Texte à lire:
Distribution sur Internet : un nouveau cadre juridique !

La Commission européenne a adopté ce 10 mai 2022, le nouveau règlement d’exemption sur les accords verticaux, ainsi que de nouvelles lignes directrices sur les restrictions verticales.

Le sujet est critique pour le commerce électronique : places de marchés, secteur du luxe, distribution de produits technologiques, contrôle du prix de vente final, ventes directes par le fabricant, distribution duale (physique et en ligne), … beaucoup de choses vont évoluer.

`Le règlement d’exemption révisé et les lignes directrices entreront en vigueur le 1er juin 2022.

Des tensions fréquentes entre un fabricant et ses partenaires

Jadis, le fabricant d’un produit le manufacturait, puis le remettait à un grossiste qui approvisionnait les points de vente physiques, lesquels vendaient à leur tour à l’utilisateur final. Dans cette chaine, les rôles étaient bien définis et peu conflictuels : un grossiste n’imaginait pas vendre au consommateur final, tandis que le fabricant pensait rarement à concurrencer son propre réseau physique. Il y avait bien des exceptions liées aux spécificités du secteur ou du produit visé, mais dans l’ensemble les rôles étaient relativement bien définis et respectés.

Puis l’Internet est arrivé, bousculant cet ordre établi.

Par exemple :

  • L’essor de la vente en ligne représente un formidable marché et donc des débouchés dont les fabricants se réjouissent. Pour autant, ils souhaitent souvent contrôler ce canal afin de ne pas mettre en difficulté des réseaux physiques qui existent parfois de longue date et représentent des investissements et des coûts d’entretien importants.
  • La facilité de comparaison liée à Internet crée une tension sur les prix dont le consommateur se réjouit mais qui peut, à partir d’un certain moment, perturber l’équilibre en place, favoriser l’essor rapide de nouveaux entrants, semer la zizanie dans des réseaux établis de longue date, et obliger plusieurs membres de la chaine de distribution à rogner leur marge au point de les mettre en danger. Il n’est pas rare que le fabricant réagisse en tentant d’uniformiser autant que possible le prix de vente final (en magasin et/ou en ligne). C’est un jeu très dangereux sur le plan économique et juridique, mais plusieurs fabricants tentent le coup tant les enjeux sont importants.
  • Une autre méthode permettant de réduire les tensions internes au circuit de distribution d’un produit, peut consister à élever le positionnement du produit (par exemple pour en faire un produit de luxe) ou organiser la raréfaction de l’offre (en limitant le nombre de points de vente).

Enregistrements tirés d'une collecte de données:
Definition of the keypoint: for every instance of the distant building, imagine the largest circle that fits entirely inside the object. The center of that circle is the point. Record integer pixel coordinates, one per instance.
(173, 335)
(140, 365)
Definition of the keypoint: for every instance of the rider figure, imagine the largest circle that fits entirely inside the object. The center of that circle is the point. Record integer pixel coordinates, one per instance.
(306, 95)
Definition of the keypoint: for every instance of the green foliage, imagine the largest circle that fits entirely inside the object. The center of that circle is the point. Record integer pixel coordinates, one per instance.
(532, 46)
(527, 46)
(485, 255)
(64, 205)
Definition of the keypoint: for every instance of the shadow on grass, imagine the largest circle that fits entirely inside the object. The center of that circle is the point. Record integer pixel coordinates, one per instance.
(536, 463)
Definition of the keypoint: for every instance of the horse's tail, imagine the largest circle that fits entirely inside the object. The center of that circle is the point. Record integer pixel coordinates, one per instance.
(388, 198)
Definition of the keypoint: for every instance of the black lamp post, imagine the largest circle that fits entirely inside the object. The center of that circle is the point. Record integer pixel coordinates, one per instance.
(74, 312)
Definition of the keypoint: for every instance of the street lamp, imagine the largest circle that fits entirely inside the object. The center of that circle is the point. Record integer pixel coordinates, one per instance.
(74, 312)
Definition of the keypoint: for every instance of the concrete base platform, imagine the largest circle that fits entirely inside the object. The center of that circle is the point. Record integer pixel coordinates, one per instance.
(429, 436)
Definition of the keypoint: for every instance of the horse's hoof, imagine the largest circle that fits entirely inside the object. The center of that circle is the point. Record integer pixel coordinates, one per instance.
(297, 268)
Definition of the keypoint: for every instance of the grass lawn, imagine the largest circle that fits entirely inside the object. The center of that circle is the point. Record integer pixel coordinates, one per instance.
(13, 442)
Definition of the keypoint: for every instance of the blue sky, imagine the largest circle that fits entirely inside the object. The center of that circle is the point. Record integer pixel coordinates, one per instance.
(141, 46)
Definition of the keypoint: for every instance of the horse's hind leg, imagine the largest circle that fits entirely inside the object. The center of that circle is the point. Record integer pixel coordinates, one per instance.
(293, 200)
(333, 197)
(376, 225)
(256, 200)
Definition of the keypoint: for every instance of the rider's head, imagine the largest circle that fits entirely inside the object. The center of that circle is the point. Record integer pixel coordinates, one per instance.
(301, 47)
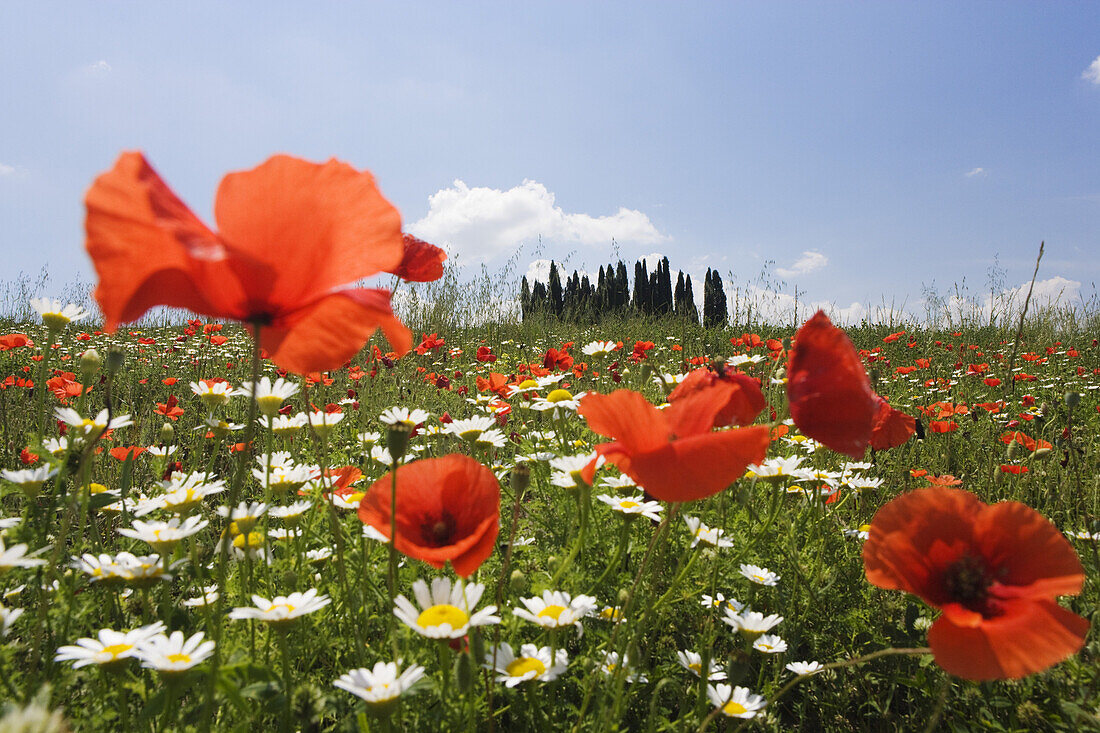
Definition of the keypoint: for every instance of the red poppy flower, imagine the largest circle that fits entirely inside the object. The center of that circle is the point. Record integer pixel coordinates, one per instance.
(891, 427)
(292, 234)
(744, 402)
(828, 390)
(448, 509)
(993, 570)
(420, 261)
(672, 453)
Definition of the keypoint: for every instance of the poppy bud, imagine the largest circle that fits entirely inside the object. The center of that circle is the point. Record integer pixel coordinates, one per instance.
(520, 479)
(397, 439)
(114, 360)
(463, 673)
(90, 362)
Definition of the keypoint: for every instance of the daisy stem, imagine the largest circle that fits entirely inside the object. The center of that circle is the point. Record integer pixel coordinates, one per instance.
(836, 665)
(287, 690)
(584, 501)
(616, 559)
(392, 568)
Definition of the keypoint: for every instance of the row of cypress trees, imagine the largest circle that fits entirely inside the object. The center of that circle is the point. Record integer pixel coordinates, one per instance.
(580, 301)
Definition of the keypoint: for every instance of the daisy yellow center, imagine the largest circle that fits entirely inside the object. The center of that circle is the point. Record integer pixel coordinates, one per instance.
(443, 613)
(552, 612)
(525, 665)
(734, 709)
(54, 320)
(559, 395)
(116, 649)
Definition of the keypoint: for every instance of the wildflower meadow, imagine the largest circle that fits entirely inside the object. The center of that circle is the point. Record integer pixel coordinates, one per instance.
(293, 502)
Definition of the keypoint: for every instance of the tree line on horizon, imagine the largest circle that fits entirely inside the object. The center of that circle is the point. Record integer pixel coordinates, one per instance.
(581, 301)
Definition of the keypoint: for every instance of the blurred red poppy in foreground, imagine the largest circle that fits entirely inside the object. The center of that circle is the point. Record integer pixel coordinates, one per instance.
(828, 390)
(993, 570)
(448, 509)
(292, 234)
(741, 405)
(672, 453)
(891, 427)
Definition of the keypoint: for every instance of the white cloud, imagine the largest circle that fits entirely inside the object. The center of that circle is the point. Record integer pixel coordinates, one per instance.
(1092, 73)
(807, 263)
(480, 223)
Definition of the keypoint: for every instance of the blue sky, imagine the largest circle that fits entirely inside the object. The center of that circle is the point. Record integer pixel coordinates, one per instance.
(866, 150)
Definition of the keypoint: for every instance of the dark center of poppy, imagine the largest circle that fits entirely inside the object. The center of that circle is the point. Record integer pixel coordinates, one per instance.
(438, 532)
(967, 581)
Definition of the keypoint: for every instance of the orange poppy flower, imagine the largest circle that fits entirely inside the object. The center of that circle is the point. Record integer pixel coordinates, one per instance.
(420, 261)
(292, 234)
(993, 570)
(828, 390)
(672, 453)
(744, 402)
(448, 509)
(891, 427)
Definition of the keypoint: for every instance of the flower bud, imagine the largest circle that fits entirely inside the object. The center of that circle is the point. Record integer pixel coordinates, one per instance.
(90, 362)
(116, 359)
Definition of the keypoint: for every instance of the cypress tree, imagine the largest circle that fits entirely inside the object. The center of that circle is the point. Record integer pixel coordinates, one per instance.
(557, 298)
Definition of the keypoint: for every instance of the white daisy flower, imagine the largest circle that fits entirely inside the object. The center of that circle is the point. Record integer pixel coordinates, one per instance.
(556, 609)
(54, 315)
(212, 394)
(532, 664)
(735, 701)
(270, 396)
(769, 644)
(631, 506)
(109, 647)
(91, 427)
(172, 655)
(382, 685)
(701, 533)
(447, 609)
(164, 535)
(803, 668)
(759, 576)
(693, 662)
(404, 415)
(751, 623)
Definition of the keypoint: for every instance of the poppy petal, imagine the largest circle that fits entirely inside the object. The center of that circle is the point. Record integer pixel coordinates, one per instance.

À faire:
a – Recopiez le passage du texte sur la distribution sur Internet qui commence à « Puis l’Internet est » et se termine à « coûts d’entretien importants. ».
b – Pour chaque affirmation ci-dessous, dites si elle est conforme au texte sur la distribution sur Internet en répondant par oui ou par non, puis citez mot pour mot les mots du texte qui permettent de trancher.
(i) Le règlement d’exemption révisé entrera en vigueur le 1er juin 2022.
(ii) Autrefois, un grossiste vendait volontiers directement au consommateur final.
(iii) Uniformiser le prix de vente final ne présente aucun risque pour le fabricant.
c – Rédigez la suite du texte sur la distribution sur Internet, en partant de sa dernière phrase.

Réponses:
a –
Puis l’Internet est arrivé, bousculant cet ordre établi.

Par exemple :

  • L’essor de la vente en ligne représente un formidable marché et donc des débouchés dont les fabricants se réjouissent. Pour autant, ils souhaitent souvent contrôler ce canal afin de ne pas mettre en difficulté des réseaux physiques qui existent parfois de longue date et représentent des investissements et des coûts d’entretien importants.

b –
(i) Oui : « Le règlement d’exemption révisé et les lignes directrices entreront en vigueur le 1er juin 2022 »
(ii) Non : « un grossiste n’imaginait pas vendre au consommateur final »
(iii) Non : « C’est un jeu très dangereux sur le plan économique et juridique »

c –
  • Également, la facilité des outils de vente en ligne pousse plusieurs fabricants à tenter l’aventure eux-mêmes, quitte à entrer en concurrence avec leurs revendeurs. Reprendre à son compte une partie de la vente en ligne permet au fabricant de maintenir sa marge, mais crée une tension concurrentielle avec ses partenaires habituels. Le secteur automobile est frappé par cette évolution qui voit parfois des concessionnaires devenir un point de préparation et de distribution du véhicule neuf vendu en direct par la marque sur son propre site web.
  • Enfin, last but no least, les fabricants redoutent les plateformes et autres places de marché. Il n’est pas rare d’entendre des patron(ne)s chevronné(e)s et peu habitués aux états d’âmes, avouer qu’Amazon et Google shopping sont les seules choses qui les empêchent vraiment de dormir.

L’interdiction des ententes

Pour toutes ces raisons (et d’autres), les fabricants tentent de plus en plus de cadenasser la circulation de leurs produits en réglementant chaque étape depuis la fabrication jusqu’à la vente au consommateur final.

Une des manières d’y arriver est de mettre en place un réseau sélectif. Dans son rapport du 10 mai 2017 sur le commerce électronique, la Commission européenne le relève expressément (point 15) : « Les fabricants reconnaissent explicitement qu’ils recourent à la distribution sélective en réaction à la croissance du commerce électronique, car ils peuvent ainsi mieux contrôler les réseaux de distribution, en particulier pour ce qui est de la qualité de la distribution, mais aussi du prix. »

Le problème est que le contrôle que le fabricant instaure sur la chaîne de distribution et la vente à l’utilisateur final, implique des accords ou pratiques (les « ententes ») qui sont en principe … interdits par l’article 101 du traité de fonctionnement de l’Union européenne (TFUE).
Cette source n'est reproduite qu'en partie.